SHORT TASK:
Reproduce the listing below word for word, omitting the pictures.

[Entries for labeling object positions]
********************
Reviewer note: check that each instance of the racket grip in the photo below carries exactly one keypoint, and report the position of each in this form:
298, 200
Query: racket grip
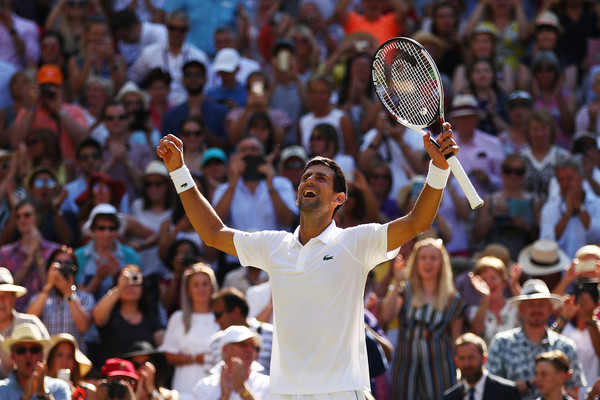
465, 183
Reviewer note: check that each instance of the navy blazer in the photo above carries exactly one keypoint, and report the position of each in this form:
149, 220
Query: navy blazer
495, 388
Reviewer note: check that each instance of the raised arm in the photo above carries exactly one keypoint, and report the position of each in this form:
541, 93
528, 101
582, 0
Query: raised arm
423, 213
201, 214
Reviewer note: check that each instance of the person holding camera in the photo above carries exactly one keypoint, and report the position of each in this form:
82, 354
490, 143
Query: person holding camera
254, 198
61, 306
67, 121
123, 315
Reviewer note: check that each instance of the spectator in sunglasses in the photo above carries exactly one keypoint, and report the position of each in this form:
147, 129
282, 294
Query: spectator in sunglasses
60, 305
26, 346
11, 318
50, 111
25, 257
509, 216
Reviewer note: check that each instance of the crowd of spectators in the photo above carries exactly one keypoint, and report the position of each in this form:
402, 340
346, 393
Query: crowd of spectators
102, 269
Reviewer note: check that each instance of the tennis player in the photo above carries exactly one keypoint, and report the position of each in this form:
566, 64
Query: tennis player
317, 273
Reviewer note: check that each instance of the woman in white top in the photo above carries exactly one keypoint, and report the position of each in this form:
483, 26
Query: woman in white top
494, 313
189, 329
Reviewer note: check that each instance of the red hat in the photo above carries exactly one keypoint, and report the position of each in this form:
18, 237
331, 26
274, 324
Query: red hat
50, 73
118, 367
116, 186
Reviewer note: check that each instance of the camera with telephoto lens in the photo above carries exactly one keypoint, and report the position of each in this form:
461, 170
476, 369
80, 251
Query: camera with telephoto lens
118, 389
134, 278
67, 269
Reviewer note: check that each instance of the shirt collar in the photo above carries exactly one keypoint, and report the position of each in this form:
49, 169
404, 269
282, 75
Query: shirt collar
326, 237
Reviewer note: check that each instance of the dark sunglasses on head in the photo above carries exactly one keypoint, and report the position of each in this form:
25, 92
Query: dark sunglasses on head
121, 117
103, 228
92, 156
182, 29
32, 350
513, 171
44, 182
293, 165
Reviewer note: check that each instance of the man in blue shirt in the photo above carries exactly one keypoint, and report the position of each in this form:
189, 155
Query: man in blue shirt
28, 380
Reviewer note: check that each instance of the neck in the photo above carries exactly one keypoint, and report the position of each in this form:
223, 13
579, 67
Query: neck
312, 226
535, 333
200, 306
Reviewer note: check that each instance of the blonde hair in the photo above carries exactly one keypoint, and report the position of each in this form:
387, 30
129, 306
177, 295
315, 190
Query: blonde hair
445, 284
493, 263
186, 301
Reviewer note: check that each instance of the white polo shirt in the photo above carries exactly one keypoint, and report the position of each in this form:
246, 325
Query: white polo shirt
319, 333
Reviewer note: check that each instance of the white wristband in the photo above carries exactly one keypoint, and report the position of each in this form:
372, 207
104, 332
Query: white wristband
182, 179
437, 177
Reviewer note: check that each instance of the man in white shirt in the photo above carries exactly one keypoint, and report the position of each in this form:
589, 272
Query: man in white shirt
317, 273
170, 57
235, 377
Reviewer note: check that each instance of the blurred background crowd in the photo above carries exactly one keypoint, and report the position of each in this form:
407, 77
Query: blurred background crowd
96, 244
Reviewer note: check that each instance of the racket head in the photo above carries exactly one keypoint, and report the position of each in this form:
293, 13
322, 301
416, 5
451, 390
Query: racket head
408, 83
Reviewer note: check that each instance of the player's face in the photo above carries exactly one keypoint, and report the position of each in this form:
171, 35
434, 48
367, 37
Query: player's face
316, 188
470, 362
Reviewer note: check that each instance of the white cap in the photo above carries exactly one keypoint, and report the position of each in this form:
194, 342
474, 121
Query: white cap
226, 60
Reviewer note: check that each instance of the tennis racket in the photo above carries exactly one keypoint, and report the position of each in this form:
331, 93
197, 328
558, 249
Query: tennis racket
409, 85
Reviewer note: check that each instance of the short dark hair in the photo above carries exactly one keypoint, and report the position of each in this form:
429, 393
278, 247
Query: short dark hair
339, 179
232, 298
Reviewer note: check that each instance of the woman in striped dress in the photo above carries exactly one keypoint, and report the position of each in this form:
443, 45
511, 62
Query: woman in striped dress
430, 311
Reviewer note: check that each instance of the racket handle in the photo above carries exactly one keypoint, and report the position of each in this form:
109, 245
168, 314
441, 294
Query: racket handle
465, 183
********************
SOLUTION FOR THIS PROBLEM:
Reviewer note: check that each instance of the racket grip in the photo below carries exactly one keypoint, and report the position of each in this form:
298, 200
Query: racket grip
465, 183
Reviewer note: check that each instance of the navy blazer in the photo above carries exactly one keypoint, and report the position of each in this form:
149, 220
Query: navy blazer
495, 388
Reviewer note: check that each instance of the raised arm in the photo above carries exactly one keypoint, and report the position of each in this form:
541, 93
528, 101
582, 0
Query: raised arm
423, 213
201, 214
Reviewer note: check that each instance of the person holding camera in the photo above carries exactly one keypoint, and report the position of each in this form:
82, 354
490, 143
Query: person holding camera
254, 198
61, 306
67, 121
123, 315
Reviewer note: check that each instance of the spectator in sunglasses in the photo above carries exactly one keypoint, and report the position of each in this form:
147, 129
282, 294
Query: spectator in sunglasses
60, 305
26, 346
11, 318
50, 111
25, 257
509, 216
Reviewer note: check that each instance of the crowd of spectators in the photo above carries exactly one keypoint, and report the position of each in this form:
402, 340
346, 393
Query: crowd of spectators
102, 269
Reviewer note: check that each instance of the tennis player in the photo above carries exactly one keypoint, and report the position of each in this form:
566, 64
Query: tennis player
317, 273
Reviewer note: check that each instance of the woman in white top in the photo above carries exactly one keypoint, and report the position of each in this form:
483, 26
Query: woman in white top
494, 313
189, 329
Reviewer note: check that each instance of the red hat in the photo above carries exactly one keypoint, and report the position of each in this form:
18, 237
331, 26
274, 324
Query: red hat
50, 73
118, 367
116, 186
Reviewer note: check that each instance of the camera with telephoto lens in the photo above carries exactly one keypoint, and report the position of each in this form:
461, 170
476, 369
80, 251
Query: camera with telephoto lens
118, 389
134, 278
67, 269
Reviewer note: check that each instance of the shirt collar in the photo above carries exactly one keypoint, and report the position of each in this form:
49, 169
404, 269
282, 75
Query: shirt collar
326, 237
Reviewer note: check that each instance of the dark sunglasses on head in the photo above carries exactly one keypoint, and report the position of each in this form:
25, 92
Query: dark sunglasses on head
121, 117
103, 228
92, 156
182, 29
32, 350
513, 171
44, 182
293, 165
Reviewer note: check that each instance of the man in blue shirt in the photo above carries exactly one keypoint, and report the position of each in this form:
189, 155
Query: man in blue shirt
28, 380
Reviewer note: check that each instance of the neck in the photo above carries exactly one keypoint, and report the position of each in this form:
223, 13
579, 67
Query: neck
312, 226
535, 333
200, 306
Reviewer note: check that each instance of the blonde hair in the photo above carries exactly one keypoint, and report the position of each in this form:
387, 30
129, 306
177, 295
315, 190
Query: blonde hair
445, 284
493, 263
186, 301
Reviewer note: check that each instance of the white polo shirt in the photo above carries exactly one keypoint, and report the position of each in this form:
246, 325
Query: white polo shirt
319, 333
Reviewer note: check that each instance of the white wristband in the photo above carries exactly one keypoint, and report the position of each in this form:
372, 207
104, 332
Query: white wristband
182, 179
437, 177
Reviewer note: check that each instance of the man in white shirt in the photo above carries exactly one keypoint, and report the position of each in this form:
589, 272
Query: man in white shirt
317, 273
170, 57
235, 377
Reviewer note: check that each instance of the blurred background crowd in the photo above carries exactly one keypoint, and report the position of each in this form:
407, 77
Query: blurred background crowd
96, 244
Reviewer note: check that each instance of the racket head in the photo above carries exactly one keypoint, and report the position of each in this form:
293, 13
322, 301
416, 5
451, 390
Query: racket head
408, 83
Reviewer note: check that each instance of the player's face in the photo above carries exactly one keypoint, and report the position of each in this form:
171, 35
434, 48
367, 37
Query: player's face
316, 188
470, 362
Reviewer note: check that each instance of the white cap in the photo above carries exactly one keypoint, and report the position of each in this form:
194, 342
474, 121
Query: white cap
226, 60
Reviewer note: check that each instance of the tennis racket in the photo above carries exactly one keypoint, and report the position of each in this form:
331, 93
197, 328
558, 249
Query: tennis racket
409, 85
Reviewer note: check that each instance of the short dark hair in the photo above carries exactly one keypoint, and report the position of each in this form:
429, 393
278, 247
Query: short dark hair
339, 179
232, 298
Reviewer note: check that each instance of the woman in striped dress in the photo above carries exactly one keypoint, and report the position of each in this form:
443, 45
511, 62
Query: woman in striped dress
430, 311
Reviewer note: check that each instance of the racket handle in the photo above carries exactly one keypoint, and report the position of each in this form:
109, 245
168, 314
441, 294
Query: racket handle
465, 183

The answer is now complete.